__EXTRACT TO READ__
================================

Full Transformer Architecture

The Complete Picture

The Transformer architecture consists of an encoder and a decoder, each composed of a stack of identical layers. The encoder processes the input sequence, while the decoder generates the output sequence.

Now that we've explored the key components (attention mechanism, multi-head attention, and positional encoding), let's see how they all fit together in the complete architecture.

Interactive Architecture Diagram

Click on any component to learn more about its role in the Transformer architecture.

Encoder
Input Embedding + Positional Encoding
Encoder Layers Stack
Click to expand
Decoder
Decoder Layers Stack
Linear + Softmax Layer
Click to expand

Note: Click on the encoder or decoder blocks to see their internal components. Then click on any component to learn more about it.

Data Flow Through the Transformer

Let's walk through how data flows through the Transformer architecture:

  1. Input Processing: The input tokens are converted to embeddings and combined with positional encodings.

================================

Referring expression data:
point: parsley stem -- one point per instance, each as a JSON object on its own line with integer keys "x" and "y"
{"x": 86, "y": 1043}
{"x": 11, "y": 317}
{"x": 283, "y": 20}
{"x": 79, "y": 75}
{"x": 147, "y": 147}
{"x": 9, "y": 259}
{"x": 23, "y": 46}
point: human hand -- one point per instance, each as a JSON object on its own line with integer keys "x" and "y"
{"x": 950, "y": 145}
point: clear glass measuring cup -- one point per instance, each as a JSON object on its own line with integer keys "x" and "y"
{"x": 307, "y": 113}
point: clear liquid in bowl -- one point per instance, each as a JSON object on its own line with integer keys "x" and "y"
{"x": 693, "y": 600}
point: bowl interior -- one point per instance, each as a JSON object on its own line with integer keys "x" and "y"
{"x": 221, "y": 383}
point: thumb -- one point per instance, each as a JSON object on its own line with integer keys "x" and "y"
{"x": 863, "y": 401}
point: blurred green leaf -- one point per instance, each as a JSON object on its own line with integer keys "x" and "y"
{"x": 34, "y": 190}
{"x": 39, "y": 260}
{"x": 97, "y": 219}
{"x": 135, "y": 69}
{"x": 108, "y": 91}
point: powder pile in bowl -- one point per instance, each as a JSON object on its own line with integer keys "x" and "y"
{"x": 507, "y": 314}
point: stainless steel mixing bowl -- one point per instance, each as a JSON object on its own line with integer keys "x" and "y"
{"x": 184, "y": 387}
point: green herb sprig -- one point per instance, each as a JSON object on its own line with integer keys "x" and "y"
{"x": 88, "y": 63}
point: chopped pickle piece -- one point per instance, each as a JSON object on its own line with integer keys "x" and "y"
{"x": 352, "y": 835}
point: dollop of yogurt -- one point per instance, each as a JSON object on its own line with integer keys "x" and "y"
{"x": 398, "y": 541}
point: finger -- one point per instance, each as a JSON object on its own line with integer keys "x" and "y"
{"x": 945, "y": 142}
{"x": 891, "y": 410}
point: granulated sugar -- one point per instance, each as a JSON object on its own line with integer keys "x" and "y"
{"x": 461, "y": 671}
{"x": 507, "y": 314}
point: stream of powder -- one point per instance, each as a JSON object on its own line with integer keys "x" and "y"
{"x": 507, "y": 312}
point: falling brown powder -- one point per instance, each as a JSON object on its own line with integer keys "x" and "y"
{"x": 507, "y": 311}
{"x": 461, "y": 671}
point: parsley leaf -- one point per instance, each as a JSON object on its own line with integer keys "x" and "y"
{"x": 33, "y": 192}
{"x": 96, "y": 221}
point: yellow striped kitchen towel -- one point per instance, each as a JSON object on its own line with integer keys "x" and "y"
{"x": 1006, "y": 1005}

================================

__ASSIGNED TASK__
Reproduce verbatim the passage of the Transformer architecture text between "Now that we've" and "the complete architecture.", inclusive.

__COMPLETED EXERCISE__
Now that we've explored the key components (attention mechanism, multi-head attention, and positional encoding), let's see how they all fit together in the complete architecture.